Complexity and Richness of 'iHotel'

00:44:09
Speaker
So when we talked about how we were going to talk about this this conversation, conversation um we decided ah that trying to actually like, you know, Josh gave a really great high level overview at the start, um but trying to dig into like each section of this novel, we would be here for at least six more hours, probably more like, I don't know, 20. There's just, there's just too much to do. However, I was curious if, uh, either of you had a section that, that you especially, like that especially jumps out at you, that you especially enjoyed. And while you're thinking about that, I'll kind of cheat and say that I kinda, I mean, kind of have, kind of have to, I really, really love the opening novella. Um, I also think it's a very.
00:45:00
Speaker
clever move on her part to it's probably the most straightforward in terms of structure and style of all of them. So if you're going to stealth mode, get someone hooked into it and get them deep enough that when the the script shows up and all that, they kind of feel like they have to keep going. That's that's how you do it. um But also Just the interaction among Paul and Edmund and Chen is just remarkable. It's so fully developed. It's so kind and generous. And it's just really, really lovely. I also really enjoyed Ben and Olivia. Ben is half Filipino. Olivia is, if I remember correctly, Chinese. They have a kid together. They named Malcolm after Malcolm X.
-------------------------
▶ _List of tasks_:
1. Shorten the paragraph of the transcript that begins "So when we talked about how," keeping its main facts.
2. Duplicate, word for word, the part of the transcript that opens with the words containing "Complexity and Richness" and closes with "it's a very.".

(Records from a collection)
-------------------------
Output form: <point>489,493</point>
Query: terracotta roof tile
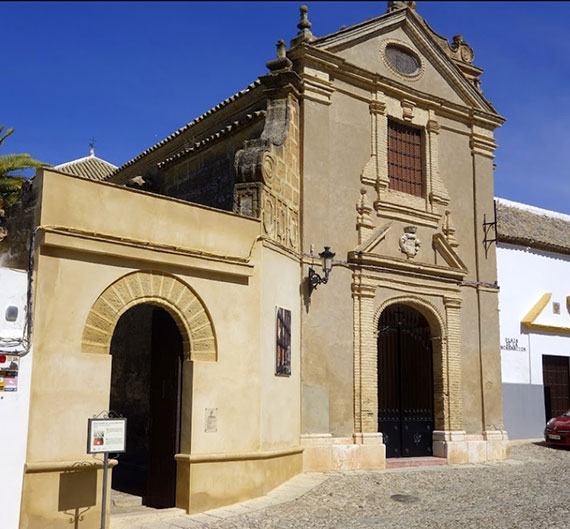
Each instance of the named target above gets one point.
<point>176,133</point>
<point>89,167</point>
<point>538,228</point>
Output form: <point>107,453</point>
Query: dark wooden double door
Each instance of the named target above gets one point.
<point>556,380</point>
<point>405,382</point>
<point>146,389</point>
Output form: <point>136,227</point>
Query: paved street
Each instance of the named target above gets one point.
<point>531,490</point>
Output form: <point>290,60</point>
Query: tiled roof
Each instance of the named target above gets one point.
<point>248,118</point>
<point>176,133</point>
<point>534,227</point>
<point>89,167</point>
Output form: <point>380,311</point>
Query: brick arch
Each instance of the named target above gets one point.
<point>439,331</point>
<point>155,288</point>
<point>424,307</point>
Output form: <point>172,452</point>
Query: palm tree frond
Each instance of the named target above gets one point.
<point>14,162</point>
<point>4,135</point>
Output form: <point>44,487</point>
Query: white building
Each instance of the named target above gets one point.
<point>15,374</point>
<point>533,260</point>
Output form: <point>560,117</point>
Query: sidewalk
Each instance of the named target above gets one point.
<point>144,518</point>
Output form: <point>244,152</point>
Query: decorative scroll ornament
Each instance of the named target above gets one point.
<point>304,26</point>
<point>409,241</point>
<point>393,6</point>
<point>449,230</point>
<point>462,50</point>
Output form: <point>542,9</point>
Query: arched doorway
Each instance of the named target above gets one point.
<point>146,388</point>
<point>405,382</point>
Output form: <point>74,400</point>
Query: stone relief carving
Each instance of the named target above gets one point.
<point>449,230</point>
<point>410,242</point>
<point>364,223</point>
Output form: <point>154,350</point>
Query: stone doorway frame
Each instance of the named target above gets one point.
<point>193,320</point>
<point>155,288</point>
<point>446,343</point>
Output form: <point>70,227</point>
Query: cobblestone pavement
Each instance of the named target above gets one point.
<point>531,490</point>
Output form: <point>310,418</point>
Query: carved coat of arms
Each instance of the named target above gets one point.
<point>409,241</point>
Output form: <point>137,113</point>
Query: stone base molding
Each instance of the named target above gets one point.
-------------------------
▶ _Solved problems_:
1. Going through each section of the novel would take at least six more hours, likely closer to 20, so the speakers chose not to dig into every part after Josh's high-level overview. Instead, the speaker asks the others which section stands out to them or which they especially enjoyed. Meanwhile, the speaker admits to really loving the opening novella.

2.
Complexity and Richness of 'iHotel'

00:44:09
Speaker
So when we talked about how we were going to talk about this this conversation, conversation um we decided ah that trying to actually like, you know, Josh gave a really great high level overview at the start, um but trying to dig into like each section of this novel, we would be here for at least six more hours, probably more like, I don't know, 20. There's just, there's just too much to do. However, I was curious if, uh, either of you had a section that, that you especially, like that especially jumps out at you, that you especially enjoyed. And while you're thinking about that, I'll kind of cheat and say that I kinda, I mean, kind of have, kind of have to, I really, really love the opening novella. Um, I also think it's a very.